__WHAT THE EXERCISE ASKS__
Output, word for word, the lines of this listing that fall between the line with "Target: white shorts" and the line with "Task: tag every instance of the player's arm", counting both of those lines, and no others.

__DATASET CONTENT__
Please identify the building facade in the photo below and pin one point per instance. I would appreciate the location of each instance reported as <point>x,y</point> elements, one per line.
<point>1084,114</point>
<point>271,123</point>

==

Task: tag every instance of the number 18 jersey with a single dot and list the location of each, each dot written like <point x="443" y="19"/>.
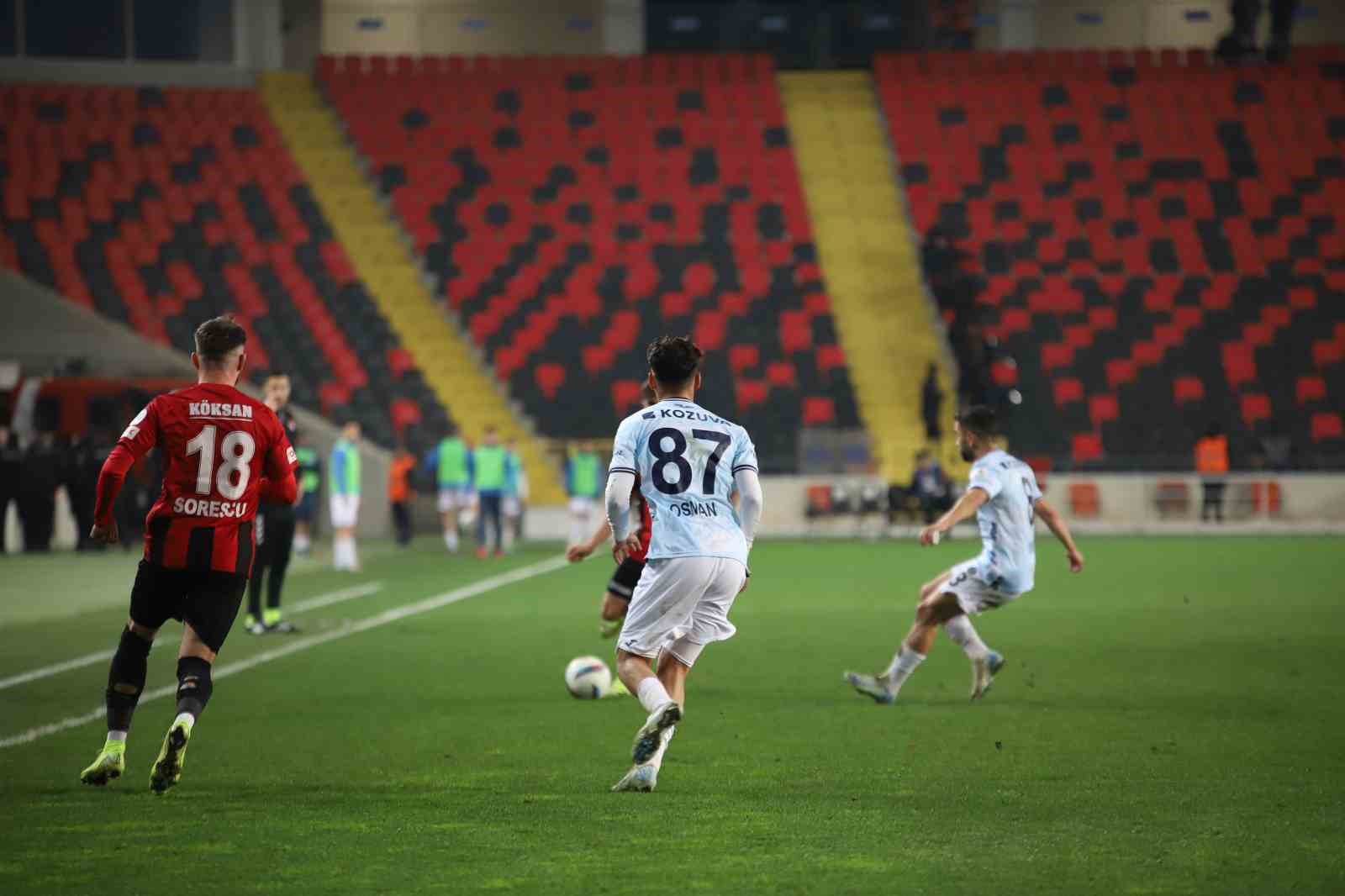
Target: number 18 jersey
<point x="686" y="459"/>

...

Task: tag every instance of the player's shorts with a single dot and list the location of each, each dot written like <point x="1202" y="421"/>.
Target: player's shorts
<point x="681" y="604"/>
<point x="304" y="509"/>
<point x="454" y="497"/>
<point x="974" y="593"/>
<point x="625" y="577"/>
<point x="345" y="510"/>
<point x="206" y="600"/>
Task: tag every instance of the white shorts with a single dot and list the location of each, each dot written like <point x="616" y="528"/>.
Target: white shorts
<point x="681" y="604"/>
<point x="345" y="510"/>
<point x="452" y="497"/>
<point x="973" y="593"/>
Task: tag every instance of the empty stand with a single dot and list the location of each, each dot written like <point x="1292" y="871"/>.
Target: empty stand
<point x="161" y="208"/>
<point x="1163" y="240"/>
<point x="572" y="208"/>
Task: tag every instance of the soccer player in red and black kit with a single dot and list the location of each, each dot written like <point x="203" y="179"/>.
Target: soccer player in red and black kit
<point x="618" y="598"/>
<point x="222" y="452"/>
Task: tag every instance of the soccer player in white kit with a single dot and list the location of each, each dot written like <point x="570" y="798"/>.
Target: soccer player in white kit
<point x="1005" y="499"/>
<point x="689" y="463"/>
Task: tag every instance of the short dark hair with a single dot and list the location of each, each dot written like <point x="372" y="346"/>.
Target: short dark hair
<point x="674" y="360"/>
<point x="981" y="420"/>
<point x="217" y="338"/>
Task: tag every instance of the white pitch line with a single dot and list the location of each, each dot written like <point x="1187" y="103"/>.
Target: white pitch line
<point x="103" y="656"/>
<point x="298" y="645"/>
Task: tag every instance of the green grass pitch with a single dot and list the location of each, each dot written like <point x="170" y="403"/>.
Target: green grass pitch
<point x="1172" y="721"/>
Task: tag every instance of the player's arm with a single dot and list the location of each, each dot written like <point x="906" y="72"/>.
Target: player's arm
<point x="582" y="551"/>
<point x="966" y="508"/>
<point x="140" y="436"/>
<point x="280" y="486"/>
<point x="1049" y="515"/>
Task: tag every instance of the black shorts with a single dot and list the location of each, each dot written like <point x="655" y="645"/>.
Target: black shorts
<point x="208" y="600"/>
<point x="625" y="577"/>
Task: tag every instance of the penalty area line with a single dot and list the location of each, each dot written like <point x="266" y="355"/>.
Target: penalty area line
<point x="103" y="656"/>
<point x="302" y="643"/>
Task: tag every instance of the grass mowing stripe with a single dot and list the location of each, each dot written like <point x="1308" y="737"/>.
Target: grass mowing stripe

__ANSWER BOX__
Target: white shorts
<point x="681" y="604"/>
<point x="345" y="510"/>
<point x="452" y="497"/>
<point x="973" y="593"/>
Task: tag every instance of the empty stand with a single dot and list the location of each, each dot written like <point x="1292" y="871"/>.
Target: empty stand
<point x="161" y="208"/>
<point x="1163" y="240"/>
<point x="572" y="208"/>
Task: tag every instance of the soccer player in red and black kit with a single dot and list the location of each, each dot written like <point x="203" y="179"/>.
Target: soccer player in red and black kit
<point x="618" y="598"/>
<point x="222" y="452"/>
Task: tag every instance of the soccer player in white kit with a single dot and list the location of each, each dot written like <point x="570" y="798"/>.
Target: soccer player in white kit
<point x="1005" y="499"/>
<point x="689" y="463"/>
Task: tag every instance of the short dark hair with a single dot and list the location of each, each dot written like <point x="372" y="346"/>.
Target: short dark hair
<point x="674" y="360"/>
<point x="981" y="420"/>
<point x="217" y="338"/>
Task: tag every instance of the white pitch line with a single dot and list the location of each, each dot written like <point x="1187" y="103"/>.
Target: white pitch line
<point x="103" y="656"/>
<point x="298" y="645"/>
Task: tag every instance of the green grass pitch with a single dot and list the location of each, each dot written like <point x="170" y="403"/>.
Target: green grass pitch
<point x="1172" y="721"/>
Task: tag every instance of the player's arm with a single dot and list the location of each, each dot written like <point x="906" y="72"/>.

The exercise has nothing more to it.